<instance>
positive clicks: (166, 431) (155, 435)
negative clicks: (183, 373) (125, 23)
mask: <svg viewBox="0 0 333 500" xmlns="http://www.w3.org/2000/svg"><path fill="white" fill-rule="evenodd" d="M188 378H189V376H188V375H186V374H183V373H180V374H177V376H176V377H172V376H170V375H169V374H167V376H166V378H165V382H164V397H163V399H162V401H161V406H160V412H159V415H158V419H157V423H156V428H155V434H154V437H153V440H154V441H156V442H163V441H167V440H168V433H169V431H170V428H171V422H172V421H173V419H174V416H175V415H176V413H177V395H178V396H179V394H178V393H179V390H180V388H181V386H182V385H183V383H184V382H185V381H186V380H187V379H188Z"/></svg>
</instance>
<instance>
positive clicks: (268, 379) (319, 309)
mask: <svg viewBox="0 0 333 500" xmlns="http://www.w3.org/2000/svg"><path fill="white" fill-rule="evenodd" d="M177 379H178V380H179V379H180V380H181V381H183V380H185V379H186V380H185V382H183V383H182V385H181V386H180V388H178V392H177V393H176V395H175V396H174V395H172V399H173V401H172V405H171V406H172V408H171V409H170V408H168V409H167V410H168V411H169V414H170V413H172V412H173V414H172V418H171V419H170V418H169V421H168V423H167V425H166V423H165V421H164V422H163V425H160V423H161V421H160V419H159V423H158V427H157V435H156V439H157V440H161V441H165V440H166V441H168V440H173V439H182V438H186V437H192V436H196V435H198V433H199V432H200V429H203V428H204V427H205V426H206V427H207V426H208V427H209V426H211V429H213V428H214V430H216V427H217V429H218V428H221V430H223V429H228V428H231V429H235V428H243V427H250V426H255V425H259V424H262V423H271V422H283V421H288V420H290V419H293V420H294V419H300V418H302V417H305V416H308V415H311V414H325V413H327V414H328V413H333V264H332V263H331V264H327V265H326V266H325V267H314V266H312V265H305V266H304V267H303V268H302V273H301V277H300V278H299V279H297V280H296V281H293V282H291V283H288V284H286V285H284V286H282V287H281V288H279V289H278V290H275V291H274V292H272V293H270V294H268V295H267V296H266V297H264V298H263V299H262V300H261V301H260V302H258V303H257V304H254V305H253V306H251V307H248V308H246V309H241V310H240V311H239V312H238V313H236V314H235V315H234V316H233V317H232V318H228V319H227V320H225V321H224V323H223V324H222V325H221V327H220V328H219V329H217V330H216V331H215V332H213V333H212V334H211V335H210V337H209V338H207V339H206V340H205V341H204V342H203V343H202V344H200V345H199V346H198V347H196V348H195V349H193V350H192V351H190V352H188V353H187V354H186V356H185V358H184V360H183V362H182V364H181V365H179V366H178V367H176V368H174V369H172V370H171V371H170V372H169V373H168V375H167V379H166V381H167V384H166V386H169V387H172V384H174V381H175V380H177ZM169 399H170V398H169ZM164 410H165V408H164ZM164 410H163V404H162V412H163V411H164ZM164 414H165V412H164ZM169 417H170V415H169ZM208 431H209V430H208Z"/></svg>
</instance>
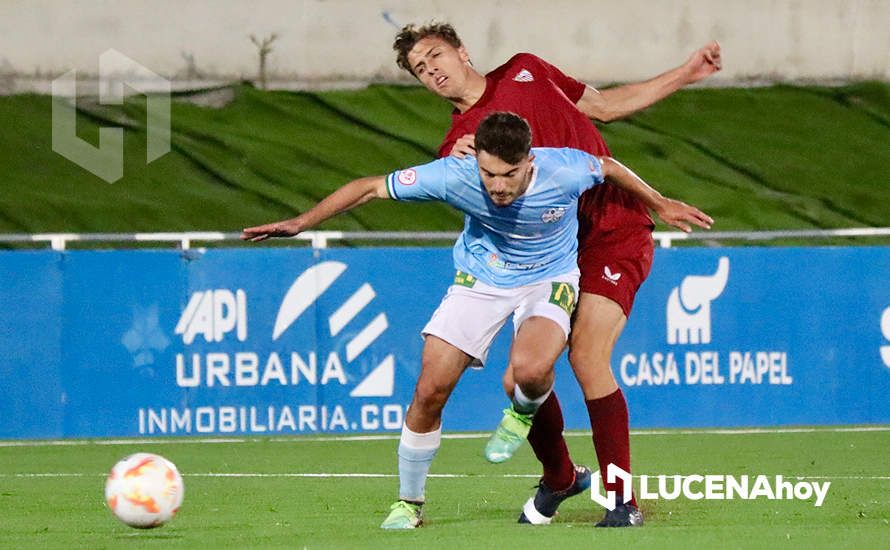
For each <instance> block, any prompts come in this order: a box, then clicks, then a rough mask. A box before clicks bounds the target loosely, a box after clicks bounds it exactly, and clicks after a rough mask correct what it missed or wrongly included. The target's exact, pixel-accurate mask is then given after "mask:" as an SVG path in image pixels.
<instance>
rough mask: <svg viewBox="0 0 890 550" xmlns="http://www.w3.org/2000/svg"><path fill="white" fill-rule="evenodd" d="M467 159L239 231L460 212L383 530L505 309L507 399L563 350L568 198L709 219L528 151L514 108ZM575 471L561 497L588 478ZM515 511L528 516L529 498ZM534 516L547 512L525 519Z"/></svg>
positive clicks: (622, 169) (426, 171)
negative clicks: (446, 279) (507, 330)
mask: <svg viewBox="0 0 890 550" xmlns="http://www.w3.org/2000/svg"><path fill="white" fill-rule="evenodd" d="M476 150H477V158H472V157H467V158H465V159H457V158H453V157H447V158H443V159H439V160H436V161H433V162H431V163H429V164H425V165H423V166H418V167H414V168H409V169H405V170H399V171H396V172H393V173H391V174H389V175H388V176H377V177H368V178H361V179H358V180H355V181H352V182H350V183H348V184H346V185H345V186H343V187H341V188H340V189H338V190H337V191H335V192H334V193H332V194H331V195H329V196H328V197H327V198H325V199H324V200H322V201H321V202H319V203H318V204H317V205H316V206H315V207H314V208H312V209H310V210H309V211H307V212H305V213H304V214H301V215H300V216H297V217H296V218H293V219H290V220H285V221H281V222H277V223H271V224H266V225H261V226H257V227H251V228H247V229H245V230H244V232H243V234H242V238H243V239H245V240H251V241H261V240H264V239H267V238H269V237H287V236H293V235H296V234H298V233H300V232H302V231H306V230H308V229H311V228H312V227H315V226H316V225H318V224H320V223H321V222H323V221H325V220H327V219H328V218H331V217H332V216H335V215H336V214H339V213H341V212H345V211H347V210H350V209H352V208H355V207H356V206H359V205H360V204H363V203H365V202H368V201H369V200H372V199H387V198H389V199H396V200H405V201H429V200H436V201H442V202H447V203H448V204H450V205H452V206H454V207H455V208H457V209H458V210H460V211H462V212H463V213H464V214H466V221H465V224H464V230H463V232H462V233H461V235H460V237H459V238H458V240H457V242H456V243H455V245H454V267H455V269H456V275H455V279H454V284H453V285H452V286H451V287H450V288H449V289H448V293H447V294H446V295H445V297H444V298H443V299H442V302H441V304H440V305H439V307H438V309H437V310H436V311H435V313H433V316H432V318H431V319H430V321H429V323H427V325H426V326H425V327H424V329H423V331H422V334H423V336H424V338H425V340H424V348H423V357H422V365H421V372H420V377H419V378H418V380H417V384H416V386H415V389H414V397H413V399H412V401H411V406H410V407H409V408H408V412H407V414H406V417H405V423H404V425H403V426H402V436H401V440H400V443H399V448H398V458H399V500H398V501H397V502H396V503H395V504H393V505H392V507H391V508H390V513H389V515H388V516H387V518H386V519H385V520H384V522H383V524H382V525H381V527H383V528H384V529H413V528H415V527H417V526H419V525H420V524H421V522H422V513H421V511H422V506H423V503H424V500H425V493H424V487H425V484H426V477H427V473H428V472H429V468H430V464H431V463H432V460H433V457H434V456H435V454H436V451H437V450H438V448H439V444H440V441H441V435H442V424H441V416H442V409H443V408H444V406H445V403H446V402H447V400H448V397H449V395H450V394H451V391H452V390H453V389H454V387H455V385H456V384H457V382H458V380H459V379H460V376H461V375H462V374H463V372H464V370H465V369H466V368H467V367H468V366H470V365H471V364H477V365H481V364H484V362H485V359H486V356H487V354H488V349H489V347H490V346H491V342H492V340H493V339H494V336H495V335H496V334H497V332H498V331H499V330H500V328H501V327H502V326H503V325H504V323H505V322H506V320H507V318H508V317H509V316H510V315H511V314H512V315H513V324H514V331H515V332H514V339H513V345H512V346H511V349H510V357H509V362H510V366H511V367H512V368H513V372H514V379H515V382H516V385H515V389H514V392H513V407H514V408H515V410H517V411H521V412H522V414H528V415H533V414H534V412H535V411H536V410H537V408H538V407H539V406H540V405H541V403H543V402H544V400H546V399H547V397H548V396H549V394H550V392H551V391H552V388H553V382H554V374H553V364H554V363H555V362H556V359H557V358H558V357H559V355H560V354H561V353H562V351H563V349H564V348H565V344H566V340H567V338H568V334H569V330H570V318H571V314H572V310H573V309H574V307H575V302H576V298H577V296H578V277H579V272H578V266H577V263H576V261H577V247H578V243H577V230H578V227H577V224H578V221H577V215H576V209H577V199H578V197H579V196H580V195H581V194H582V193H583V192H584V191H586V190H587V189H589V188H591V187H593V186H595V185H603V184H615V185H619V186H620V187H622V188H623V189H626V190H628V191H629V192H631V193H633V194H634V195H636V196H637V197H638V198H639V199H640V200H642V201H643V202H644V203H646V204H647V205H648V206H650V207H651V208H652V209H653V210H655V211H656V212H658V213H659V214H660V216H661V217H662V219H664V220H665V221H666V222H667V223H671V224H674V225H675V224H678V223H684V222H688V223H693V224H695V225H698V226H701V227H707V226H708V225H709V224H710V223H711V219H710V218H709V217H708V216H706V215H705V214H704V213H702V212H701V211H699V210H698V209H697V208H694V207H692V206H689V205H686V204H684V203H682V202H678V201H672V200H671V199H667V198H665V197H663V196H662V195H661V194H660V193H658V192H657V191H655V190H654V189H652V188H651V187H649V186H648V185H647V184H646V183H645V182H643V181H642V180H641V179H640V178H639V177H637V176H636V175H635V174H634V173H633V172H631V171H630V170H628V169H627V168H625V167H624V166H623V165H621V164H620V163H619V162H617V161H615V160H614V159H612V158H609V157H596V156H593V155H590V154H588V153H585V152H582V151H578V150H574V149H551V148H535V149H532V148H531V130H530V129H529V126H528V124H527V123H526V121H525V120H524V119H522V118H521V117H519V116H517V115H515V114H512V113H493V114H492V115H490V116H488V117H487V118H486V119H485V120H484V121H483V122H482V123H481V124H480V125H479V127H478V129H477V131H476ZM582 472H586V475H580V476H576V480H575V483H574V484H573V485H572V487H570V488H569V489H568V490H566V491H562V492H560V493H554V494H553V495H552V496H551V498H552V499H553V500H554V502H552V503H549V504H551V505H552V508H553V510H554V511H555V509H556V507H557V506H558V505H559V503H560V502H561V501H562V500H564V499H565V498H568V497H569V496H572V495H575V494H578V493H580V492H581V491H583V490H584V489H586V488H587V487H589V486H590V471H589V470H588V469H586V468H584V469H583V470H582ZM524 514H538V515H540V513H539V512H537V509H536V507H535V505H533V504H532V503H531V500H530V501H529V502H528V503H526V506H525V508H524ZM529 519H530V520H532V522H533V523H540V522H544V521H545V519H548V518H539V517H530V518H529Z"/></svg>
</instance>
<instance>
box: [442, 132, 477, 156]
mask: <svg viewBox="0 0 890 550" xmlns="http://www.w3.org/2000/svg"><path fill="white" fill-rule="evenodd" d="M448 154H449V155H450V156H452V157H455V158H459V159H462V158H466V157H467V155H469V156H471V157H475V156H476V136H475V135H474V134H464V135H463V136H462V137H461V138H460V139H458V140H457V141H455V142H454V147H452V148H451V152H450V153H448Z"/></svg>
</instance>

WHAT YOU SHOULD DO => Retype, in the same exact form, the lines of the material above from the line holding "rough mask: <svg" through the line holding "positive clicks: (622, 169) (426, 171)".

YOUR RESPONSE =>
rough mask: <svg viewBox="0 0 890 550" xmlns="http://www.w3.org/2000/svg"><path fill="white" fill-rule="evenodd" d="M467 159L239 231L460 212L383 530L505 309L507 399L563 350L568 198L709 219L528 151L514 108ZM575 471L561 497L588 478ZM515 511L528 516L529 498ZM534 516L547 512L525 519Z"/></svg>
positive clicks: (622, 169) (426, 171)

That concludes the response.